▶ WHAT THIS TASK INVOLVES:
With respect to the word "kind", report how many lines of the following listing include it. Give nothing but the number.

▶ DATA FOR PROCESSING:
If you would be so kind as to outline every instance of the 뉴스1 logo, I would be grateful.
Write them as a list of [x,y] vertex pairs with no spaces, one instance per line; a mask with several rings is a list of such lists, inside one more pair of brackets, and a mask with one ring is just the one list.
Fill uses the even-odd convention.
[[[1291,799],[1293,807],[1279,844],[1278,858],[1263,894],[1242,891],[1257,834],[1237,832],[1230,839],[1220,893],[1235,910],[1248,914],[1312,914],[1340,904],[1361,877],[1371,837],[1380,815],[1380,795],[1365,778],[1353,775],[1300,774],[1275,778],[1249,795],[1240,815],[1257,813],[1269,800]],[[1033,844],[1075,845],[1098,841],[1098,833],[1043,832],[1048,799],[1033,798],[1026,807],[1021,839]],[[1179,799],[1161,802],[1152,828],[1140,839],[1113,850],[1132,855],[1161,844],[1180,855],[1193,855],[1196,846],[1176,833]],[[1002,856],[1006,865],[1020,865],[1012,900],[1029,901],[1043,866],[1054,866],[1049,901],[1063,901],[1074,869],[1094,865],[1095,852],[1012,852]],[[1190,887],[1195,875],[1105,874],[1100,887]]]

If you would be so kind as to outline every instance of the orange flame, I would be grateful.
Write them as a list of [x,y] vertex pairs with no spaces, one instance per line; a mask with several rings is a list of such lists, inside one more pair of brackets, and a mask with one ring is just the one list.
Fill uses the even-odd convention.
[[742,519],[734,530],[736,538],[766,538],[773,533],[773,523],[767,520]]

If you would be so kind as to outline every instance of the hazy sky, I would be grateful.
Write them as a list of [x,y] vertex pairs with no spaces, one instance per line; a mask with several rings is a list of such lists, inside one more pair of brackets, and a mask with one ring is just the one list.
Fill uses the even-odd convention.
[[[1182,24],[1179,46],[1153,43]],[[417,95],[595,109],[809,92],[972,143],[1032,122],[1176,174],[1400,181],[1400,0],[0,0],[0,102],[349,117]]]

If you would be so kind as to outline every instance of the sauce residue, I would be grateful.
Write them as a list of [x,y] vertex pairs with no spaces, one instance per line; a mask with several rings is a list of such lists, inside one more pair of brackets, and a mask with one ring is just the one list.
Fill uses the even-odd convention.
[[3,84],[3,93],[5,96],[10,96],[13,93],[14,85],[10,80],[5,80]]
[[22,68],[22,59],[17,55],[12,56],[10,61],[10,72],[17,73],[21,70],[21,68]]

▶ YOUR SOLUTION:
4